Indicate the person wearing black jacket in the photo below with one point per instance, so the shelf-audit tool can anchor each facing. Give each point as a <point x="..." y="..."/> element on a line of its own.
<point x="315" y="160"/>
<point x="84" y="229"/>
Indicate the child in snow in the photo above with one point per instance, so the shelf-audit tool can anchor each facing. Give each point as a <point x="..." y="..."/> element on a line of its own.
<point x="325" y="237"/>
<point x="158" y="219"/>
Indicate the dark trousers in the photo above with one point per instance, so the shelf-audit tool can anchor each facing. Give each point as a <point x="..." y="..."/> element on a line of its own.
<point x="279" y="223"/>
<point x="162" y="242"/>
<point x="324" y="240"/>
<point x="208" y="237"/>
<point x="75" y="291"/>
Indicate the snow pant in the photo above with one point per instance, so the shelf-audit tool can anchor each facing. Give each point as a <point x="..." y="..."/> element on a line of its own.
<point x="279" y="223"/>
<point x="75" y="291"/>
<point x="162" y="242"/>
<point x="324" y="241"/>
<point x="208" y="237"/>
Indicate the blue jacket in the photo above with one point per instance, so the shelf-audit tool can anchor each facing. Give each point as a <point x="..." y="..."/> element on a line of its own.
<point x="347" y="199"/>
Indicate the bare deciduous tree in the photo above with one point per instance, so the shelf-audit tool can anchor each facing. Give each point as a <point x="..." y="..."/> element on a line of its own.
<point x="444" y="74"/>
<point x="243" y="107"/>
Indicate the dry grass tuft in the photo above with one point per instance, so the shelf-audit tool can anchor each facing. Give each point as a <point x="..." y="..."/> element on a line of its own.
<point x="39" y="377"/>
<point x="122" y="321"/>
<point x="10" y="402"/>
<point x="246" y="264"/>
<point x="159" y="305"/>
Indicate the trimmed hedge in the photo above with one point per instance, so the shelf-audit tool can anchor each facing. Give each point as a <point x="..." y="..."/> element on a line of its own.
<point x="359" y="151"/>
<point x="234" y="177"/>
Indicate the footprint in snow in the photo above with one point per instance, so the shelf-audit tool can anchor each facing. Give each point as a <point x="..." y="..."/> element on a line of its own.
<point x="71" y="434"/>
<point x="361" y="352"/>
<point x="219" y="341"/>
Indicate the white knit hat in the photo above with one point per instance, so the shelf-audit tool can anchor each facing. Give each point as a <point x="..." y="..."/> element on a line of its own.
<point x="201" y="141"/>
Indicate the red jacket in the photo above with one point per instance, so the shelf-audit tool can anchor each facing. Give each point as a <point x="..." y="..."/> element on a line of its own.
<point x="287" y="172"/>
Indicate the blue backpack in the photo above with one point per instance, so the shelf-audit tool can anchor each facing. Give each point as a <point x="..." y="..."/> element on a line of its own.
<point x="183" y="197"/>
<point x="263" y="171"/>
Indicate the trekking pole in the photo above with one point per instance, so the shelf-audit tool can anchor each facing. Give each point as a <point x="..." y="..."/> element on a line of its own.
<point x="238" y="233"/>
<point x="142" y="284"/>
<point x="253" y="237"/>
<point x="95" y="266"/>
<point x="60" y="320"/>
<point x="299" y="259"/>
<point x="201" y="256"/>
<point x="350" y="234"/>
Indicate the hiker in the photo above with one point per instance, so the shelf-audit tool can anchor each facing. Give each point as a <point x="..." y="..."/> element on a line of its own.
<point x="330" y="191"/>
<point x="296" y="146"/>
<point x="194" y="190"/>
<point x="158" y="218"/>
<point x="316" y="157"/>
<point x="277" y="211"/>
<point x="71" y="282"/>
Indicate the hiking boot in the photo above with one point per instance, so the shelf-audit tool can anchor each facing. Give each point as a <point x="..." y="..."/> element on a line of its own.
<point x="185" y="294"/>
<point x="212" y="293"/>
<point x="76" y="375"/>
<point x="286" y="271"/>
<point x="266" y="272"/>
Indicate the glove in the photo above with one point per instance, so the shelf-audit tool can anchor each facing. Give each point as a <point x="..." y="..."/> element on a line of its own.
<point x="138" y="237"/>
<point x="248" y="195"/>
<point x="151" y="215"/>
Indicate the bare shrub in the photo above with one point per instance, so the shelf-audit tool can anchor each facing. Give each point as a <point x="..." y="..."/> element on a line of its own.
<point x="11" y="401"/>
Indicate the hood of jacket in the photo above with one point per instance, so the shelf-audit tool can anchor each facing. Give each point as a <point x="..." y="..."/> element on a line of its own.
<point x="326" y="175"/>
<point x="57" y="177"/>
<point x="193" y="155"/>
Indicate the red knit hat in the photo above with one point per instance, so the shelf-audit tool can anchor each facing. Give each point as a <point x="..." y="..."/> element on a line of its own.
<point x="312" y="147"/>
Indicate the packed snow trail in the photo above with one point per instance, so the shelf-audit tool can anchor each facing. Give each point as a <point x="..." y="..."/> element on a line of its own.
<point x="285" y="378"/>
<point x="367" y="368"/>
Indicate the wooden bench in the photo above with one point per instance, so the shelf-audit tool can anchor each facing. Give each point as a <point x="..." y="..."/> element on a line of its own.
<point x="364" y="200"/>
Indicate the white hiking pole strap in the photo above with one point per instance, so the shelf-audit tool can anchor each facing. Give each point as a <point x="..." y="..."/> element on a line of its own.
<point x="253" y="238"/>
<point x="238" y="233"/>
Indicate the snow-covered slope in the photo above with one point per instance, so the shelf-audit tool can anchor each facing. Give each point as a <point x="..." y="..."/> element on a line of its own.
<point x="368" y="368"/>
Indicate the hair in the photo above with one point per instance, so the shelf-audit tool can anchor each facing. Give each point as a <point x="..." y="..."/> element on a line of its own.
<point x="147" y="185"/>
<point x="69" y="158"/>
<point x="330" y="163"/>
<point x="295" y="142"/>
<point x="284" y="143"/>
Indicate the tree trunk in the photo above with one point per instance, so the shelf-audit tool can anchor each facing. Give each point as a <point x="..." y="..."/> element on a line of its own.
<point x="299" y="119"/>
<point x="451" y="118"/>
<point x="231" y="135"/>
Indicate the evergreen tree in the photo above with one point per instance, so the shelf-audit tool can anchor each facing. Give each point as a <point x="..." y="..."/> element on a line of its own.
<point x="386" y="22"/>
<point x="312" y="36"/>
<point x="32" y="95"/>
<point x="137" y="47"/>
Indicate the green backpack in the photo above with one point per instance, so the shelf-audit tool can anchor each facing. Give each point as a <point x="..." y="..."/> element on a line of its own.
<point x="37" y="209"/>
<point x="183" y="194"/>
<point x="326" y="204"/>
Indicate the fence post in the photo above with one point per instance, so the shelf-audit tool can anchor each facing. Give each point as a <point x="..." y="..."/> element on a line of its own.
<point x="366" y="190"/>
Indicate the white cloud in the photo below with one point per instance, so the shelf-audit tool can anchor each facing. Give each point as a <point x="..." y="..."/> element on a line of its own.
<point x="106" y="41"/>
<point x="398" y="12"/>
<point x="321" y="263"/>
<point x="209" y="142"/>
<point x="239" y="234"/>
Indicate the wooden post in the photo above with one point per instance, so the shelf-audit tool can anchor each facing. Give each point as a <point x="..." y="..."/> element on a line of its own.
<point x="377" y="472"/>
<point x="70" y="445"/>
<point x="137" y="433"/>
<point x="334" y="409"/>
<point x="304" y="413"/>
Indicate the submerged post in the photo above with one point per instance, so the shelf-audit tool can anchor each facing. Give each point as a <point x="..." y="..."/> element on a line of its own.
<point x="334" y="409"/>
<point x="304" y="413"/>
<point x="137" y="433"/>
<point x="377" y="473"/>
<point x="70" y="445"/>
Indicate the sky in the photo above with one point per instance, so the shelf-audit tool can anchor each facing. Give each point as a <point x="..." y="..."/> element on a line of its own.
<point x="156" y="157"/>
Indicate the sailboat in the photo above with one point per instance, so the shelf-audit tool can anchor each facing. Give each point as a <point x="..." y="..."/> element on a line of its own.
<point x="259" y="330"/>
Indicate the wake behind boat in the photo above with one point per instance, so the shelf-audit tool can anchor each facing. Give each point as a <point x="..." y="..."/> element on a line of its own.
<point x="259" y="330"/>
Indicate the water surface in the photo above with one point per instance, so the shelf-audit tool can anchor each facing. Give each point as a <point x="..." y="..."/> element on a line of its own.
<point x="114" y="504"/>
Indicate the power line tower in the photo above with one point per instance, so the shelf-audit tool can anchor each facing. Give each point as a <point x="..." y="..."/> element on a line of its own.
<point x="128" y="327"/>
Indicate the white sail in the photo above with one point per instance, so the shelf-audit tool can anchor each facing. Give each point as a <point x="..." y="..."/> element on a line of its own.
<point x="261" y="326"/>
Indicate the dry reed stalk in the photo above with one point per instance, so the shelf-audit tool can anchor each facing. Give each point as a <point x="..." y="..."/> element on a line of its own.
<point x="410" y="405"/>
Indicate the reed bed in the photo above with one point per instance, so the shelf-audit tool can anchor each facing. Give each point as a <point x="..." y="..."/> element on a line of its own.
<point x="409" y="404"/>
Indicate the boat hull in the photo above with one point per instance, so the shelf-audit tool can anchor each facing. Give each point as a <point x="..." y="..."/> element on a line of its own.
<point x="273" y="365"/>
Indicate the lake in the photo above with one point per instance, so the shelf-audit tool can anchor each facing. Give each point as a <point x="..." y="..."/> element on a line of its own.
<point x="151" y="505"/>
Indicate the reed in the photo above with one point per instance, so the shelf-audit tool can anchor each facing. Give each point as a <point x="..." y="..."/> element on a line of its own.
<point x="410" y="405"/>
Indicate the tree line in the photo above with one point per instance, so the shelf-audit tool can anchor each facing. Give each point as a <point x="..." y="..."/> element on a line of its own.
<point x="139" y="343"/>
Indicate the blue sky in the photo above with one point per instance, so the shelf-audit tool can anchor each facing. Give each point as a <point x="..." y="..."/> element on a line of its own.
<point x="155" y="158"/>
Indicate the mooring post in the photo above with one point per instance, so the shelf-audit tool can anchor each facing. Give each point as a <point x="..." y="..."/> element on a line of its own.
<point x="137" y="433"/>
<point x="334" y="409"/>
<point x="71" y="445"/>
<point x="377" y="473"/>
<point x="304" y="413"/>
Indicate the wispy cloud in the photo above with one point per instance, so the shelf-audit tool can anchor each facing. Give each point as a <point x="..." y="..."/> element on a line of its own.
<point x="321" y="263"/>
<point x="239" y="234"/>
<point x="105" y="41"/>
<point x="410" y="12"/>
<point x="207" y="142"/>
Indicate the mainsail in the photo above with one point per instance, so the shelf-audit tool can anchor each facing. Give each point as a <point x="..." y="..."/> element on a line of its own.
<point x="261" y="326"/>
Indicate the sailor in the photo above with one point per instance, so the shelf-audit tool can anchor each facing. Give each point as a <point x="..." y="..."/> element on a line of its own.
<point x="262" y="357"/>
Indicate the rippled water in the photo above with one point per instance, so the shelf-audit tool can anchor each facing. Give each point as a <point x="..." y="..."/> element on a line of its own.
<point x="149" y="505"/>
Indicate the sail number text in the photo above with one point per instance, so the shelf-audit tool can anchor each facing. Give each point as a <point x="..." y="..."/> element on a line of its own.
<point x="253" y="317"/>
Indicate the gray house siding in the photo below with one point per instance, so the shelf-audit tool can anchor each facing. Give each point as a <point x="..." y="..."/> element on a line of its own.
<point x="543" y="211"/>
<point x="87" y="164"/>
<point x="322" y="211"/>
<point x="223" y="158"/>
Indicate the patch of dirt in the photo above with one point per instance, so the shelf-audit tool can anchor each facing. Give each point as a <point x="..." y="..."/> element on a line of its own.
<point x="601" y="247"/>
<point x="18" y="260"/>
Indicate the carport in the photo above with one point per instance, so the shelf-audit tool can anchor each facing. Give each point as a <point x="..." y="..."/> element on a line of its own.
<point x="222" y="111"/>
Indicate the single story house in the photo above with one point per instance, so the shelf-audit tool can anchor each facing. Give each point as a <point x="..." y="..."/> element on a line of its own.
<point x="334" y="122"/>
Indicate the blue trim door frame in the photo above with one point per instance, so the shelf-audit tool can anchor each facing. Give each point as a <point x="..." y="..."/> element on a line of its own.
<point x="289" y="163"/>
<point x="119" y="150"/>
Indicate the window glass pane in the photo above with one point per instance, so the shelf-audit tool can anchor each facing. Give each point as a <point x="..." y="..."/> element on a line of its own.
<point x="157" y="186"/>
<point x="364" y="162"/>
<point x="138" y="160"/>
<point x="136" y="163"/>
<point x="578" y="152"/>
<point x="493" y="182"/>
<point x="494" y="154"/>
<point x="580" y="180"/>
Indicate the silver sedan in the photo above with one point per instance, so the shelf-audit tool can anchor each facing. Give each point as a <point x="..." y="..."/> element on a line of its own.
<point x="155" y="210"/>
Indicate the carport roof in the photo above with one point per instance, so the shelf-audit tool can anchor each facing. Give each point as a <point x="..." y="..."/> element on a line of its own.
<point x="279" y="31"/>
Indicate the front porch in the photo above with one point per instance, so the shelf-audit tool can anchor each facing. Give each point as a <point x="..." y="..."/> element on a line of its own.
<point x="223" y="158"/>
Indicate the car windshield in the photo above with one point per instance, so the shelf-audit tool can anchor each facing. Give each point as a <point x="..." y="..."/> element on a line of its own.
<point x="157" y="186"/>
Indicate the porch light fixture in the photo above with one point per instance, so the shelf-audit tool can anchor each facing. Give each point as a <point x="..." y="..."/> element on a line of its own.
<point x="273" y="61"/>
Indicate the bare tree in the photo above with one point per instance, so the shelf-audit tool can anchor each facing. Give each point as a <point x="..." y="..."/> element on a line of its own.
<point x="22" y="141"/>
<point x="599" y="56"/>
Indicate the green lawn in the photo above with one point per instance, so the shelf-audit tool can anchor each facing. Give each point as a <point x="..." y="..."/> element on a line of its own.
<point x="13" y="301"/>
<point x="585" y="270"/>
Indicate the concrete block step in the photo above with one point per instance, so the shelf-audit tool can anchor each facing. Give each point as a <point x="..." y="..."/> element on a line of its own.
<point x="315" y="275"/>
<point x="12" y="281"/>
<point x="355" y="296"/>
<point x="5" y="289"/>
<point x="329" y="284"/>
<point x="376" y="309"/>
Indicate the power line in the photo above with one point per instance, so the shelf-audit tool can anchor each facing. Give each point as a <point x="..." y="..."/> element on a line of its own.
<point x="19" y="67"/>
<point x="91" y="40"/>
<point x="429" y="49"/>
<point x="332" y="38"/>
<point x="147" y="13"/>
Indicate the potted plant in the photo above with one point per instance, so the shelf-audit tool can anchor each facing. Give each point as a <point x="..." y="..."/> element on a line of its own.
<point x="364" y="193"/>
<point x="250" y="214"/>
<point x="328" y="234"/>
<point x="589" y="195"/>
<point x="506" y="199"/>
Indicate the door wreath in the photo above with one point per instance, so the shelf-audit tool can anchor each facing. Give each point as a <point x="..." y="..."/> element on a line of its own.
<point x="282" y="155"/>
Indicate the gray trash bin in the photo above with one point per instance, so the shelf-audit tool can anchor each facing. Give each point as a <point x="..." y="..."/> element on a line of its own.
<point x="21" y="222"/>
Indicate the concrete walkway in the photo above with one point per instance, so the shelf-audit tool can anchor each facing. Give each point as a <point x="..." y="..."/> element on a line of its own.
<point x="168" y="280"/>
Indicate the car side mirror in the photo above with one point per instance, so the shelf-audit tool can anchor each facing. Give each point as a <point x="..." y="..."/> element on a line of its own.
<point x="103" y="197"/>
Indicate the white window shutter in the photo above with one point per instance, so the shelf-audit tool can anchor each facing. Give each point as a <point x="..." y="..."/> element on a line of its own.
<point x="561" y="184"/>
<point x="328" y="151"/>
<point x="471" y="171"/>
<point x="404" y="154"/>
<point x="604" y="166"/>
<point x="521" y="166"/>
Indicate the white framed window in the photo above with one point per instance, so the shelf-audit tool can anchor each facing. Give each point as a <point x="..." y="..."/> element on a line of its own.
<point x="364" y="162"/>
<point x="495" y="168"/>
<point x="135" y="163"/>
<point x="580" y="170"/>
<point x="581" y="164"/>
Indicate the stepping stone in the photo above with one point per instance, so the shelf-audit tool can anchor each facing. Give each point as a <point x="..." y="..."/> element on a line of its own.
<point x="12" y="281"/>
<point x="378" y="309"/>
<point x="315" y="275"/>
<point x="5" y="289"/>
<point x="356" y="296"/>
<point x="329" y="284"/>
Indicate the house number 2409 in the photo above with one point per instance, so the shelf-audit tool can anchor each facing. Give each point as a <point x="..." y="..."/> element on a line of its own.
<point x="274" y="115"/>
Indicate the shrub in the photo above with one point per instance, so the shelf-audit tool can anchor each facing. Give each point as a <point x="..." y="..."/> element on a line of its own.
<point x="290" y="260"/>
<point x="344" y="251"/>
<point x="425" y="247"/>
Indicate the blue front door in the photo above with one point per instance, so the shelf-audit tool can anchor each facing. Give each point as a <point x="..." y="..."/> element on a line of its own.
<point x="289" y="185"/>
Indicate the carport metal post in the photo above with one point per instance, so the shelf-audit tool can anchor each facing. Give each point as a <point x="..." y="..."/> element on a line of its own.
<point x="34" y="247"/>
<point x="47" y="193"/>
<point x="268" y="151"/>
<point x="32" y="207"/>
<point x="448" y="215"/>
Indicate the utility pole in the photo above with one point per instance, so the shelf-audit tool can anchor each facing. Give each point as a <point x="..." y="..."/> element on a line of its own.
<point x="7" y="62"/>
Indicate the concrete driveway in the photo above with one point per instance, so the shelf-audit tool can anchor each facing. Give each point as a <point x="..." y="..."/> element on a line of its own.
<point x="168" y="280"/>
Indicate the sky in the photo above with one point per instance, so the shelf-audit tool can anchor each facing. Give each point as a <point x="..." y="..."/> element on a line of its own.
* * * * *
[EXERCISE INSTRUCTIONS]
Each line from the one containing "Indicate the utility" to the end of the listing above should be copied exactly, and nothing else.

[RESULT OF THIS TASK]
Indicate the utility pole in the photo above with one point per instance, so the shelf-audit tool can anchor each facing. Give each point as a <point x="..." y="..."/> element on a line of its own.
<point x="7" y="62"/>
Indicate the concrete driveway in the photo above with one point per instance, so the shelf-audit tool can anchor each facing. Give each point as a <point x="..." y="..."/> element on a line of its own.
<point x="168" y="280"/>
Indicate the sky in the photo above with one point per instance, so the shelf-audit tool can anchor each facing. Give each point as a <point x="..." y="..."/> element on a line of its own.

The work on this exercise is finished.